+++ Excerpted records

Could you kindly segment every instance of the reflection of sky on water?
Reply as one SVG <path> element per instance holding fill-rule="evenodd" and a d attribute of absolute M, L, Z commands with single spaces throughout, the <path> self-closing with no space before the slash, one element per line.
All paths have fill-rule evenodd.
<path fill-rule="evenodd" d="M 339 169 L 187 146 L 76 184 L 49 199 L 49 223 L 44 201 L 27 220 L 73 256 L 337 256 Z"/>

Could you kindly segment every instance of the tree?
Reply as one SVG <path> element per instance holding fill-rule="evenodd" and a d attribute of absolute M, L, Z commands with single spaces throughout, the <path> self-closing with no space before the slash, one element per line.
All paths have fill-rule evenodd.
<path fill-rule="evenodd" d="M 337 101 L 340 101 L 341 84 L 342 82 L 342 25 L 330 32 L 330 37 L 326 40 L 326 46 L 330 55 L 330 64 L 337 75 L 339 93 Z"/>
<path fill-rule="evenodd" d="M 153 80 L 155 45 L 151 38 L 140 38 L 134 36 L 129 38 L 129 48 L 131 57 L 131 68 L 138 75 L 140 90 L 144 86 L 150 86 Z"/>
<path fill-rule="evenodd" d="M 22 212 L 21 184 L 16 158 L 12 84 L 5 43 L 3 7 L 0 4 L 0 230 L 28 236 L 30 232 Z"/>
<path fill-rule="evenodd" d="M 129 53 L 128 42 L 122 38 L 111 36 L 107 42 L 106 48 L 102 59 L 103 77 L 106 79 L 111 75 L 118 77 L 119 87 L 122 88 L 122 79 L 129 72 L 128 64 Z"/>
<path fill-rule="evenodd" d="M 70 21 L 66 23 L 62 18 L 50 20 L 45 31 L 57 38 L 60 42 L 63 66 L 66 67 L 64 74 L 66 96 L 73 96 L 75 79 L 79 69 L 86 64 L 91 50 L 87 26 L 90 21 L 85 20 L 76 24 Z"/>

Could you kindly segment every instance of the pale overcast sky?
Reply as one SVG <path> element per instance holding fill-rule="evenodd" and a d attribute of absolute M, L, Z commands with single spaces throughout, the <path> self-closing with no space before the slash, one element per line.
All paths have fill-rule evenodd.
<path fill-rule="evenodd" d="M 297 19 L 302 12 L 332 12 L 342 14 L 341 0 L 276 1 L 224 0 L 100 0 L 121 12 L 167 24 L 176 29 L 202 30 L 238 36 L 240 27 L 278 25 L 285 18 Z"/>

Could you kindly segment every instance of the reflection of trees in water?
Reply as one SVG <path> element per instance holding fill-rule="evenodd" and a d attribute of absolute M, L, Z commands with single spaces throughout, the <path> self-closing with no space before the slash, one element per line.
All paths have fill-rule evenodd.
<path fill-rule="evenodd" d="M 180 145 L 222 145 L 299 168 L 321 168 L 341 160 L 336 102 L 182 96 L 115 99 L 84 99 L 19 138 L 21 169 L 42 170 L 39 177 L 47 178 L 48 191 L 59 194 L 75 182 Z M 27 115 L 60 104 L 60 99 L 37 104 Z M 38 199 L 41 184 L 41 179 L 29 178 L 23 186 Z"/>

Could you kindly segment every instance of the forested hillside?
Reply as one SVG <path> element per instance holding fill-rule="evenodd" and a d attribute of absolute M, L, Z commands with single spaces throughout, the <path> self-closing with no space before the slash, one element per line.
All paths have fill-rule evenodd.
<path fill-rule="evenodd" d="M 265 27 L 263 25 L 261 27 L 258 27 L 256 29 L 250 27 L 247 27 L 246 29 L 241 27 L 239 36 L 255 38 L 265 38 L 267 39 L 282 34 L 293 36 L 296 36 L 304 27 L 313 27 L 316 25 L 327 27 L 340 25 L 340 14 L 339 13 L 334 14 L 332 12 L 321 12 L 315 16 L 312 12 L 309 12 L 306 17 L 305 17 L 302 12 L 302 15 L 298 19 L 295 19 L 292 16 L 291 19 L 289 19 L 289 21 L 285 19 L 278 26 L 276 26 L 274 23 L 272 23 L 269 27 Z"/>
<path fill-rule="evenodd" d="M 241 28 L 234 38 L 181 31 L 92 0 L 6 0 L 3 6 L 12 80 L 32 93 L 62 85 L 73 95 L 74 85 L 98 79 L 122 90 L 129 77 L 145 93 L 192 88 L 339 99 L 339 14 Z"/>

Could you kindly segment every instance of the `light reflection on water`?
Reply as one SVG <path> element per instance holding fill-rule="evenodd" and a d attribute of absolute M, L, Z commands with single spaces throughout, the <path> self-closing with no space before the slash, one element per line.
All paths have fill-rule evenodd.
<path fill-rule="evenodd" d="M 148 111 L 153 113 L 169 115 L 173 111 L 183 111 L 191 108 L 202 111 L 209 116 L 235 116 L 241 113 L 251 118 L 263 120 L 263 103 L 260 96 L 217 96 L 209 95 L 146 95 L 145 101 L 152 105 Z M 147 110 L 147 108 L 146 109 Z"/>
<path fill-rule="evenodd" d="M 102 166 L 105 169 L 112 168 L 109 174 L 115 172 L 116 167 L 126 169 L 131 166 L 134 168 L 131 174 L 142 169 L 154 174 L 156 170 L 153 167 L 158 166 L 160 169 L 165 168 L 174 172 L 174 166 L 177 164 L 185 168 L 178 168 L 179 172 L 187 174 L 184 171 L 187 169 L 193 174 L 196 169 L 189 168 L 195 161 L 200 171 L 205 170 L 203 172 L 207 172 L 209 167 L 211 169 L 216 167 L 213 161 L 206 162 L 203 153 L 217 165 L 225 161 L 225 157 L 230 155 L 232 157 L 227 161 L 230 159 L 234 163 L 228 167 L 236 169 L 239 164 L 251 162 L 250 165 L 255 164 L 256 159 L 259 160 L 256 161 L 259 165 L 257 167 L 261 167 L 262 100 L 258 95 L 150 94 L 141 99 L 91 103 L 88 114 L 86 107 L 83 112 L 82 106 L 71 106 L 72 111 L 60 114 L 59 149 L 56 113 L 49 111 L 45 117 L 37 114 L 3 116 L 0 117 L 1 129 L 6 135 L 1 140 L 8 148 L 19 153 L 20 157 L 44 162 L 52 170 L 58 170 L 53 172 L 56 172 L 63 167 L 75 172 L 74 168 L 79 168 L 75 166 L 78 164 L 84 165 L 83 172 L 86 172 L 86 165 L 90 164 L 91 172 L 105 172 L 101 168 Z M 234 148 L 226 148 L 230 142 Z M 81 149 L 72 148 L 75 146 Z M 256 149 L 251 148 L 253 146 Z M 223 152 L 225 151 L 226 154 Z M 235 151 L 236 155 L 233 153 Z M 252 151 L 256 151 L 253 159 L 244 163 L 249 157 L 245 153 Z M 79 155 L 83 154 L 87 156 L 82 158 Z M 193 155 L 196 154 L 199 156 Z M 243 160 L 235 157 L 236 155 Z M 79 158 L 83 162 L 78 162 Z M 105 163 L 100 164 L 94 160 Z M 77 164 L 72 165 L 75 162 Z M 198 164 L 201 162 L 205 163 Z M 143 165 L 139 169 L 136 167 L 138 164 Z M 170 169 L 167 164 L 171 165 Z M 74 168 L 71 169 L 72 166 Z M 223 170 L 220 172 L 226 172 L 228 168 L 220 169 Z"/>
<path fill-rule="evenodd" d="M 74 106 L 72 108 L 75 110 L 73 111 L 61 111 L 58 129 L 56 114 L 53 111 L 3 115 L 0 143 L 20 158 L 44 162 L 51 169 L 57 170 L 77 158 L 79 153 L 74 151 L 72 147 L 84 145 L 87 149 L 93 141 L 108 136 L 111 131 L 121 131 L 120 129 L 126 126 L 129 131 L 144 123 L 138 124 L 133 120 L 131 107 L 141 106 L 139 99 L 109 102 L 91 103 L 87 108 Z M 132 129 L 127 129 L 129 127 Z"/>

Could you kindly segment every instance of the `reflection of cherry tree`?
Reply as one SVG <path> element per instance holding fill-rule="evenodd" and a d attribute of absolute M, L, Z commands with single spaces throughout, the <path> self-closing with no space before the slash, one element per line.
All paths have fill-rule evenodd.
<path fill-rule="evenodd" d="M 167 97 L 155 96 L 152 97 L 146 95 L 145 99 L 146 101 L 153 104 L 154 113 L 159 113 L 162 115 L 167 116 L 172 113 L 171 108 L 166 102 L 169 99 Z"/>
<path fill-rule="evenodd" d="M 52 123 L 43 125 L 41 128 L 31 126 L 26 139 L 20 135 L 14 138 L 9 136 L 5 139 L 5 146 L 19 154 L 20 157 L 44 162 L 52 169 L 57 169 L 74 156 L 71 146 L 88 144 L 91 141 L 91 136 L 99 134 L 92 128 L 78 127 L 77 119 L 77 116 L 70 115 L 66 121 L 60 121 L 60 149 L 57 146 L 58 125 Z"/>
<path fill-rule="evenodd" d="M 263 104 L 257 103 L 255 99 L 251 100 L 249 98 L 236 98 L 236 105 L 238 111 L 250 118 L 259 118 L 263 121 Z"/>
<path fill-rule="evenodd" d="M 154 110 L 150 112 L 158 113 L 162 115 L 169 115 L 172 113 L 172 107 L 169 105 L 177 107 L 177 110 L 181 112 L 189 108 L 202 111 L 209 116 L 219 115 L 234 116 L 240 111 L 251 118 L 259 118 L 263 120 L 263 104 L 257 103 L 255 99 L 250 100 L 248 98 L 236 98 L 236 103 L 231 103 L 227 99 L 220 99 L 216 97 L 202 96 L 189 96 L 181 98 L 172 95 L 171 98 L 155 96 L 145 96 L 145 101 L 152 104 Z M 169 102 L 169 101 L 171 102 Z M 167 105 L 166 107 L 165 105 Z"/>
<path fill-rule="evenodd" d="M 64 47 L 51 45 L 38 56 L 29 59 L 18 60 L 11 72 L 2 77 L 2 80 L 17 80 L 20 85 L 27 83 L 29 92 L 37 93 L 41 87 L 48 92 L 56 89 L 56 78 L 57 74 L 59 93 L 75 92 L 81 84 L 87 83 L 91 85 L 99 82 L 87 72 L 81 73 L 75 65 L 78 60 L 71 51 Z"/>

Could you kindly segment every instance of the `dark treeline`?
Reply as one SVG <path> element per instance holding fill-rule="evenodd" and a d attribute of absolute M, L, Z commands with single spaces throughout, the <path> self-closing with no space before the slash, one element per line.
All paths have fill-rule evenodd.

++++++

**Exercise requirements**:
Reproduce the listing lines starting at the line that contains "trees in water?" and ending at the line that contains "241 28 L 234", swapping "forested" for "wooded" and changing nothing else.

**Exercise result**:
Could you kindly segment every instance of the reflection of trees in water?
Reply as one SVG <path> element per instance holding fill-rule="evenodd" and a d attribute of absolute M, L, Z commands with single spaces throughout, the <path> self-closing with no space before the slash, one element per line.
All paths have fill-rule evenodd.
<path fill-rule="evenodd" d="M 180 145 L 222 145 L 299 168 L 321 168 L 341 160 L 336 102 L 182 96 L 115 99 L 84 99 L 19 138 L 21 169 L 42 170 L 39 177 L 47 178 L 48 191 L 59 194 L 75 182 Z M 27 115 L 60 104 L 60 99 L 37 104 Z M 38 199 L 41 184 L 41 179 L 29 178 L 23 186 Z"/>

Could you kindly segment every instance of the wooded hillside?
Reply as one SVG <path> element per instance holding fill-rule="evenodd" and a d attribute of absolute M, L, Z commands with single spaces throughout, the <path> self-closing with no space before the slash, one element per line.
All paths have fill-rule evenodd.
<path fill-rule="evenodd" d="M 265 27 L 263 25 L 261 27 L 258 27 L 256 29 L 250 27 L 247 27 L 246 29 L 241 27 L 239 36 L 255 38 L 265 38 L 267 39 L 282 34 L 293 36 L 296 36 L 304 27 L 313 27 L 316 25 L 327 27 L 340 25 L 340 14 L 339 13 L 334 14 L 332 12 L 321 12 L 315 16 L 312 12 L 309 12 L 306 17 L 305 17 L 302 12 L 302 15 L 298 19 L 295 19 L 292 16 L 291 19 L 289 19 L 289 21 L 285 19 L 278 26 L 276 26 L 274 23 L 272 23 L 269 27 Z"/>
<path fill-rule="evenodd" d="M 241 28 L 234 38 L 181 31 L 92 0 L 6 0 L 3 6 L 12 80 L 32 93 L 62 85 L 73 95 L 74 85 L 98 79 L 122 90 L 129 77 L 145 93 L 192 88 L 339 99 L 339 14 Z"/>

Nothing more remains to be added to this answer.